[Dataset entries]
*** Block opens ***

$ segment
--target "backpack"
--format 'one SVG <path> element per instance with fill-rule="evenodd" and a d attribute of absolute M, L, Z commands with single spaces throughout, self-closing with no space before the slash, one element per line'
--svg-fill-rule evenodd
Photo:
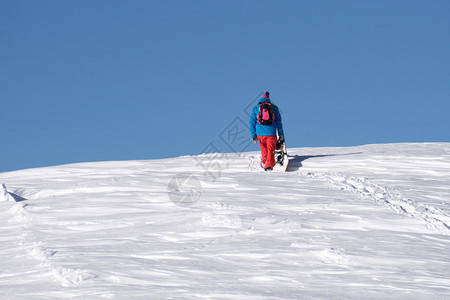
<path fill-rule="evenodd" d="M 261 103 L 259 105 L 258 123 L 261 125 L 270 125 L 275 122 L 275 114 L 272 110 L 272 104 Z"/>

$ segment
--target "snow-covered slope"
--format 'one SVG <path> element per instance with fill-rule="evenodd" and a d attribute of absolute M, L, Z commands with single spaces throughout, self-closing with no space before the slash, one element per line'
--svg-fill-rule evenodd
<path fill-rule="evenodd" d="M 0 173 L 2 299 L 450 299 L 450 144 Z"/>

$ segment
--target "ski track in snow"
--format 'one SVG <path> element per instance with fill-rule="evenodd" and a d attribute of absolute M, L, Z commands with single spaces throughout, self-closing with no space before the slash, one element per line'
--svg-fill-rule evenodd
<path fill-rule="evenodd" d="M 386 205 L 398 214 L 423 220 L 428 228 L 437 230 L 441 234 L 450 234 L 449 215 L 432 205 L 406 199 L 399 191 L 393 188 L 372 183 L 365 177 L 348 177 L 341 173 L 307 172 L 299 174 L 313 179 L 324 180 L 338 189 L 349 191 L 361 198 L 368 198 L 376 203 Z"/>
<path fill-rule="evenodd" d="M 30 234 L 32 230 L 29 226 L 32 216 L 26 207 L 27 204 L 15 203 L 8 211 L 11 215 L 8 222 L 16 223 L 17 228 L 22 231 L 17 234 L 17 245 L 26 249 L 26 256 L 37 260 L 46 271 L 45 273 L 50 272 L 63 287 L 81 286 L 86 284 L 89 279 L 98 277 L 92 272 L 58 266 L 52 262 L 52 257 L 57 254 L 57 251 L 47 248 L 44 241 L 32 237 Z"/>
<path fill-rule="evenodd" d="M 248 160 L 248 169 L 250 171 L 263 172 L 259 166 L 261 160 L 259 156 L 251 155 L 248 157 Z M 324 180 L 340 190 L 349 191 L 361 198 L 368 198 L 373 202 L 386 205 L 398 214 L 422 220 L 429 229 L 437 230 L 444 235 L 450 235 L 450 216 L 448 214 L 432 205 L 421 204 L 405 198 L 394 188 L 372 183 L 366 177 L 349 177 L 337 172 L 306 172 L 298 174 L 308 178 Z"/>

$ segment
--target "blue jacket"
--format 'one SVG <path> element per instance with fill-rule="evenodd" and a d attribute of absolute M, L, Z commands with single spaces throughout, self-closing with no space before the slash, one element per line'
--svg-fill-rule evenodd
<path fill-rule="evenodd" d="M 250 132 L 252 134 L 252 139 L 255 138 L 257 135 L 259 136 L 269 136 L 269 135 L 277 135 L 277 129 L 278 129 L 278 135 L 284 135 L 283 133 L 283 125 L 281 124 L 281 115 L 278 110 L 278 107 L 273 105 L 272 103 L 272 110 L 275 114 L 275 122 L 270 125 L 261 125 L 258 123 L 258 114 L 259 114 L 259 105 L 261 103 L 271 103 L 269 98 L 262 97 L 259 99 L 258 104 L 256 104 L 255 107 L 253 107 L 252 114 L 250 116 Z"/>

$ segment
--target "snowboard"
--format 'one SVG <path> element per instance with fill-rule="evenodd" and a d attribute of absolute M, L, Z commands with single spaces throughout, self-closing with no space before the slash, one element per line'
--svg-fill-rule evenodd
<path fill-rule="evenodd" d="M 281 143 L 279 139 L 277 139 L 277 148 L 274 151 L 275 154 L 275 166 L 273 170 L 276 172 L 286 172 L 289 159 L 286 152 L 286 142 Z"/>

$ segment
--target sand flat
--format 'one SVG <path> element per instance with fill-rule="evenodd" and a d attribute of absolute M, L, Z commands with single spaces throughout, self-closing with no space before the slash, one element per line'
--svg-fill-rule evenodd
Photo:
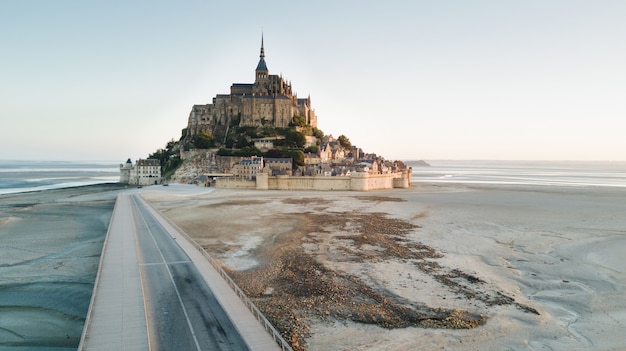
<path fill-rule="evenodd" d="M 420 184 L 354 193 L 172 185 L 142 193 L 244 284 L 250 272 L 270 272 L 261 267 L 284 256 L 281 247 L 298 249 L 319 274 L 353 277 L 393 306 L 486 318 L 471 329 L 381 327 L 312 304 L 309 313 L 294 312 L 308 327 L 301 349 L 610 350 L 625 343 L 622 189 Z M 401 240 L 390 234 L 398 245 L 361 232 L 361 222 L 393 226 L 394 219 L 415 226 Z M 407 254 L 419 252 L 418 243 L 439 256 Z M 261 289 L 272 279 L 268 273 L 251 286 Z M 513 302 L 492 303 L 502 302 L 498 294 Z"/>
<path fill-rule="evenodd" d="M 76 349 L 121 188 L 0 196 L 0 349 Z"/>

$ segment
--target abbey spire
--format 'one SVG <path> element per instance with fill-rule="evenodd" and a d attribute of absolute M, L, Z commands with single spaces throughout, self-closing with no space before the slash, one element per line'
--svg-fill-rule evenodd
<path fill-rule="evenodd" d="M 263 46 L 263 33 L 261 33 L 261 55 L 259 57 L 261 59 L 265 58 L 265 47 Z"/>
<path fill-rule="evenodd" d="M 259 64 L 256 66 L 256 82 L 267 80 L 269 77 L 269 70 L 265 64 L 265 47 L 263 45 L 263 34 L 261 34 L 261 55 L 259 55 Z"/>

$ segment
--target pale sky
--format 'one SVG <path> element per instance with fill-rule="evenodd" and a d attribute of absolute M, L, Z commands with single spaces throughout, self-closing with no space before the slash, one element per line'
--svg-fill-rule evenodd
<path fill-rule="evenodd" d="M 145 158 L 270 74 L 387 159 L 626 160 L 626 1 L 0 0 L 0 159 Z"/>

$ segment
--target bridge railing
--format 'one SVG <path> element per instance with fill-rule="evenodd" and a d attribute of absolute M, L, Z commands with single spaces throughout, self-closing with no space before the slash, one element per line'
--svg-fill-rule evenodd
<path fill-rule="evenodd" d="M 150 202 L 148 202 L 148 201 L 145 201 L 145 202 L 150 207 L 152 207 L 155 211 L 159 212 L 159 210 L 157 210 Z M 263 326 L 265 331 L 267 331 L 272 336 L 274 341 L 278 344 L 278 346 L 280 346 L 281 350 L 283 350 L 283 351 L 293 351 L 291 346 L 289 346 L 287 341 L 285 341 L 285 339 L 283 339 L 283 337 L 280 335 L 278 330 L 276 330 L 276 328 L 274 328 L 272 323 L 270 323 L 270 321 L 268 321 L 267 318 L 265 318 L 263 313 L 259 310 L 258 307 L 256 307 L 254 302 L 252 302 L 252 300 L 250 300 L 248 298 L 248 296 L 246 296 L 246 294 L 243 292 L 243 290 L 241 290 L 241 288 L 233 281 L 233 279 L 228 275 L 228 273 L 226 273 L 226 271 L 224 271 L 224 269 L 222 268 L 220 263 L 216 259 L 211 257 L 211 255 L 208 252 L 206 252 L 206 250 L 200 244 L 198 244 L 195 240 L 193 240 L 187 233 L 185 233 L 184 230 L 182 230 L 182 228 L 180 228 L 178 225 L 176 225 L 176 223 L 174 223 L 173 221 L 171 221 L 169 218 L 167 218 L 164 215 L 162 217 L 172 227 L 174 227 L 181 235 L 183 235 L 185 237 L 185 239 L 187 239 L 187 241 L 189 241 L 196 249 L 198 249 L 198 251 L 200 251 L 200 253 L 202 253 L 202 255 L 207 259 L 207 261 L 209 261 L 209 263 L 211 263 L 213 268 L 215 268 L 215 270 L 220 274 L 220 276 L 222 278 L 224 278 L 224 280 L 230 286 L 230 288 L 233 289 L 233 291 L 235 292 L 235 294 L 237 294 L 239 299 L 244 303 L 244 305 L 246 305 L 246 307 L 252 313 L 252 315 L 254 315 L 254 318 L 256 318 L 257 321 L 259 321 L 259 323 L 261 323 L 261 325 Z"/>

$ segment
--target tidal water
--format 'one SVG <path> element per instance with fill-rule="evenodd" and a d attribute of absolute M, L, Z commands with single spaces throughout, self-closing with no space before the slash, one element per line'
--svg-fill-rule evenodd
<path fill-rule="evenodd" d="M 116 183 L 117 162 L 0 160 L 0 195 Z"/>
<path fill-rule="evenodd" d="M 118 167 L 0 161 L 0 351 L 78 347 Z"/>
<path fill-rule="evenodd" d="M 413 182 L 626 187 L 626 162 L 616 161 L 427 161 L 413 166 Z M 416 165 L 411 161 L 409 166 Z"/>

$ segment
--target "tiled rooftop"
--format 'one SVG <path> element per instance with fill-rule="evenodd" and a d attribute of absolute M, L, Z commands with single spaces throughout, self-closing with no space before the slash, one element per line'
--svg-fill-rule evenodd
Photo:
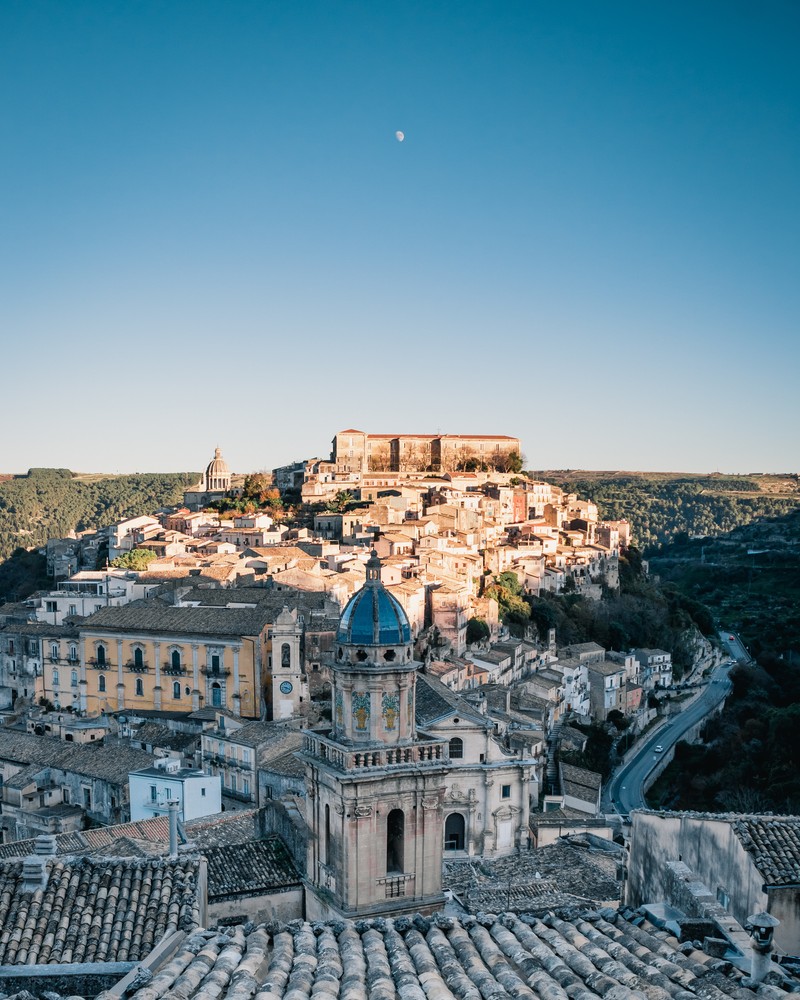
<path fill-rule="evenodd" d="M 194 635 L 254 636 L 270 620 L 257 608 L 182 608 L 164 604 L 159 598 L 132 601 L 118 608 L 101 608 L 86 619 L 84 628 L 128 629 L 133 632 L 191 632 Z"/>
<path fill-rule="evenodd" d="M 118 845 L 127 840 L 146 841 L 159 847 L 163 853 L 169 844 L 169 818 L 153 816 L 131 823 L 118 823 L 116 826 L 101 826 L 95 830 L 59 833 L 56 834 L 56 853 L 79 854 L 102 850 L 106 854 L 125 856 L 127 851 L 118 849 Z M 33 854 L 35 845 L 34 839 L 0 844 L 0 860 L 27 857 Z"/>
<path fill-rule="evenodd" d="M 762 986 L 777 1000 L 786 991 Z M 190 935 L 132 1000 L 745 1000 L 727 962 L 610 910 L 296 920 Z"/>
<path fill-rule="evenodd" d="M 800 816 L 745 816 L 733 830 L 767 883 L 800 883 Z"/>
<path fill-rule="evenodd" d="M 206 848 L 208 898 L 223 899 L 301 885 L 289 852 L 278 837 Z"/>
<path fill-rule="evenodd" d="M 132 747 L 66 743 L 52 736 L 34 736 L 6 728 L 0 728 L 0 760 L 40 764 L 122 785 L 127 785 L 129 771 L 153 762 L 150 754 Z"/>
<path fill-rule="evenodd" d="M 136 962 L 200 919 L 199 861 L 56 858 L 26 890 L 22 863 L 0 865 L 0 965 Z"/>
<path fill-rule="evenodd" d="M 506 858 L 446 860 L 442 883 L 465 905 L 469 904 L 466 894 L 471 889 L 505 890 L 511 885 L 512 889 L 527 890 L 542 881 L 555 883 L 559 892 L 580 898 L 584 904 L 602 905 L 619 899 L 617 864 L 618 858 L 612 852 L 587 850 L 558 841 Z M 505 904 L 503 908 L 507 908 Z"/>

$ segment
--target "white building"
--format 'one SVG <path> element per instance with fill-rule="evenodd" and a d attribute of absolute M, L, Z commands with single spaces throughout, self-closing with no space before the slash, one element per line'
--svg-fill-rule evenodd
<path fill-rule="evenodd" d="M 222 811 L 219 776 L 181 767 L 177 758 L 163 757 L 153 767 L 131 771 L 128 784 L 132 821 L 166 815 L 170 802 L 178 803 L 182 821 Z"/>
<path fill-rule="evenodd" d="M 36 618 L 48 625 L 61 625 L 66 617 L 86 618 L 101 608 L 120 607 L 147 597 L 159 585 L 139 583 L 135 573 L 125 570 L 84 570 L 46 594 L 36 609 Z"/>

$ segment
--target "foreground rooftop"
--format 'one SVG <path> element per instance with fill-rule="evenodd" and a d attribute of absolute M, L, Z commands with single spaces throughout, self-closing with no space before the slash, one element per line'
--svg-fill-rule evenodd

*** Block closes ***

• **Task details**
Every line above that includes the word "rooftop" should be listed.

• **Result of this exercise**
--target "tiled rooftop"
--target "foreground rooftop"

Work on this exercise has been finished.